## Your task
Can you tally the lines in the material below that contain the string "provided" (case counts) and reply with only the number?

## Material for the task
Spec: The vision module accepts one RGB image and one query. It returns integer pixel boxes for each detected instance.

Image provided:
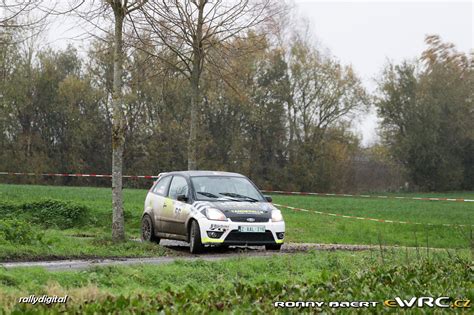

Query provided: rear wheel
[189,221,204,254]
[142,214,160,243]
[265,244,281,250]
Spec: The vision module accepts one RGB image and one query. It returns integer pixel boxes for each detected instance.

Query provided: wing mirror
[176,195,188,202]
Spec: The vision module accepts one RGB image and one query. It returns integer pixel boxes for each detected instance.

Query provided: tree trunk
[112,7,125,241]
[188,77,199,170]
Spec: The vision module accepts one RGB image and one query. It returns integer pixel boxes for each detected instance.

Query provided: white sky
[295,0,474,145]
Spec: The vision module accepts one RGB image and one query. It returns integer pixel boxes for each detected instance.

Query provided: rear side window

## Exercise response
6